## THE TASKS
(1) For each statement (a), (b), and (c), say whether it agrees with the forum thread about Garage Active GTRs, answering yes or no and quoting the words of the thread that decide it.
(a) klh6686 would personally choose smaller wheels than 20 inches.
(b) bkvj likes how flashy the wheels are.
(c) gtrlux says the Z-tune bumper is already fitted.
(2) Answer these questions from the forum thread about Garage Active GTRs.
(a) Which poster calls the silver one "madd sexy"?
(b) What color of R34 does bkvj say they love?
(c) According to stealth, where was the plastic put on the white 34?
(3) Proceed with the forum thread about Garage Active GTRs, picking up where it stops.

Here are some other GTRs from Garage Active:
















































































I like the style, as it's different, a bit of old school touch on a hightech car.


----------



## usagtrpilot (Aug 19, 2005)

The Silver one is madd sexy!!
:thumbsup: :thumbsup: :thumbsup:


----------



## gtrlux (Mar 8, 2006)

I would like something in this direction . . . .:smokin:


----------



## crazyass (Sep 12, 2006)

gtrlux, but where's the Z-tune bumper, and the part of the SLR widebody kit??:chuckle: :chuckle: :chuckle:


----------



## gtrlux (Mar 8, 2006)

crazyass said:


> gtrlux, but where's the Z-tune bumper, and the part of the SLR widebody kit??:chuckle: :chuckle: :chuckle:


Probably on order very soon:smokin:


----------



## klh6686 (Oct 4, 2005)

:clap: :clap: :clap: yaay to some awesome wheel fitment, i'd personally go for a 19 or even 18 instead of a 20 but the offset and width are beautiful!


----------



## stealth (Jul 6, 2004)

That white 34 with that puke bit of plastic lobbed on the boot below the rear wing looks bad with those wheels extended out from the arches ,detracts from the 34's natural wide stance and just looks pimped imo.uke:


----------



## bkvj (Feb 13, 2006)

wheels are to bling for me 18'' gold bbs with polished 2" lip ftw!

love white R34s


----------



## gtrlux (Mar 8, 2006)

## SUPPLIED RECORDS
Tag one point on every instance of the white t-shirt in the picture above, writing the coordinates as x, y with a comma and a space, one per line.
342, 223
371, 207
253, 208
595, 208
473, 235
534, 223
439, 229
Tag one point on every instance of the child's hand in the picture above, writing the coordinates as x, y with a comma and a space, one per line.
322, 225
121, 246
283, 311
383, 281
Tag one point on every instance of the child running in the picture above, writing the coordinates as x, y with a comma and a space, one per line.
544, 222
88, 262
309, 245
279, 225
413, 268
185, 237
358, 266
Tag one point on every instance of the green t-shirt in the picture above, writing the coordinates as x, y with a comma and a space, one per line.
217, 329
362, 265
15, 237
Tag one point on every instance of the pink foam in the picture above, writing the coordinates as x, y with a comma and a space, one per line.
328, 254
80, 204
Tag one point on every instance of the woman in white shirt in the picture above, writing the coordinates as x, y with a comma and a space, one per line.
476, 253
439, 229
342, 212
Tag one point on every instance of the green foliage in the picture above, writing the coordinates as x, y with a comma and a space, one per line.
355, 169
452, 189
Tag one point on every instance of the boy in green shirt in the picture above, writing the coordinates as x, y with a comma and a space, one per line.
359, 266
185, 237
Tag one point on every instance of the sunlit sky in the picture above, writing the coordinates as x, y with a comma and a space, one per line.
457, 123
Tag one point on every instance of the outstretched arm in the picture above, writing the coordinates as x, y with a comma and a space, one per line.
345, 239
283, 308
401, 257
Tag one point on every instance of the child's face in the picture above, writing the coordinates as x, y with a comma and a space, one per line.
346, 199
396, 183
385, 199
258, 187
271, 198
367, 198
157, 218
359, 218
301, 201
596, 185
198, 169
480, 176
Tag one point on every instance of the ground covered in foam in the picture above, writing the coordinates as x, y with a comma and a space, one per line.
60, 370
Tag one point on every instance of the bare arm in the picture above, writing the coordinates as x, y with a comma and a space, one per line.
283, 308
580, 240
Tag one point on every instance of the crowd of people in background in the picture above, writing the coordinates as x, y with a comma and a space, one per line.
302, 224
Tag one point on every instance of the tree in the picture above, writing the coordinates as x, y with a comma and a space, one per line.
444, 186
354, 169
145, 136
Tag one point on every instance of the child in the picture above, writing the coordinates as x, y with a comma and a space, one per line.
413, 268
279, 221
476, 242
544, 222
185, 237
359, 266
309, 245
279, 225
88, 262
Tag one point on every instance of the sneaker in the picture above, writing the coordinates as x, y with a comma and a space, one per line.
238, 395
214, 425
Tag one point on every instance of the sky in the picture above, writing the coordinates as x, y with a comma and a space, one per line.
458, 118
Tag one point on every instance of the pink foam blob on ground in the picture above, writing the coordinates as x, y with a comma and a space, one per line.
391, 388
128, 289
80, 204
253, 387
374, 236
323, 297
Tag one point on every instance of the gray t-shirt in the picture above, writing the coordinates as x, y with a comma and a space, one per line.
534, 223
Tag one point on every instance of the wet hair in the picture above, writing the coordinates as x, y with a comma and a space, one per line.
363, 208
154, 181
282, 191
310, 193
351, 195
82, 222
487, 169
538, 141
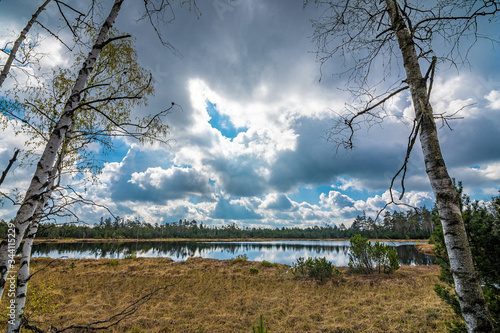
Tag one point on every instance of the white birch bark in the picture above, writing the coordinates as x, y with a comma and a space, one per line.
24, 273
40, 180
19, 41
467, 285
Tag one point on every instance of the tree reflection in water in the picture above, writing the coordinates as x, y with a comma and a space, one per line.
283, 252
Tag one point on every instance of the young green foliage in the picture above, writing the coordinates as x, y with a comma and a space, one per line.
314, 268
367, 258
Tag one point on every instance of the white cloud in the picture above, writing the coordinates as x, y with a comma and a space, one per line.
494, 98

## ANSWERS TO EACH TASK
(1)
(a) Yes: "i'd personally go for a 19 or even 18 instead of a 20"
(b) No: "wheels are to bling for me"
(c) No: "Probably on order very soon"

(2)
(a) usagtrpilot
(b) White
(c) On the boot below the rear wing

(3)
stealth said:


> That white 34 with that puke bit of plastic lobbed on the boot below the rear wing looks bad with those wheels extended out from the arches ,detracts from the 34's natural wide stance and just looks pimped imo.uke:


I think it's a matter of taste, it looks very cool and more massive then the usual GTRs around, agree that it doesn't go with the usual serious tuning styled GTRs, but not every body wants to go racing and be serious. :chuckle:


----------



## stealth (Jul 6, 2004)

gtrlux said:


> I think it's a matter of taste, it looks very cool and more massive then the usual GTRs around, agree that it doesn't go with the usual serious tuning styled GTRs, but not every body wants to go racing and be serious. :chuckle:


But on the flip side you would Worship a Dogturd if it had GTR stamped on it :chuckle:


----------



## A'PEXi (May 21, 2005)

they seem like standard guards, anyone have any idea what sorta width/offset they are running on those meisters??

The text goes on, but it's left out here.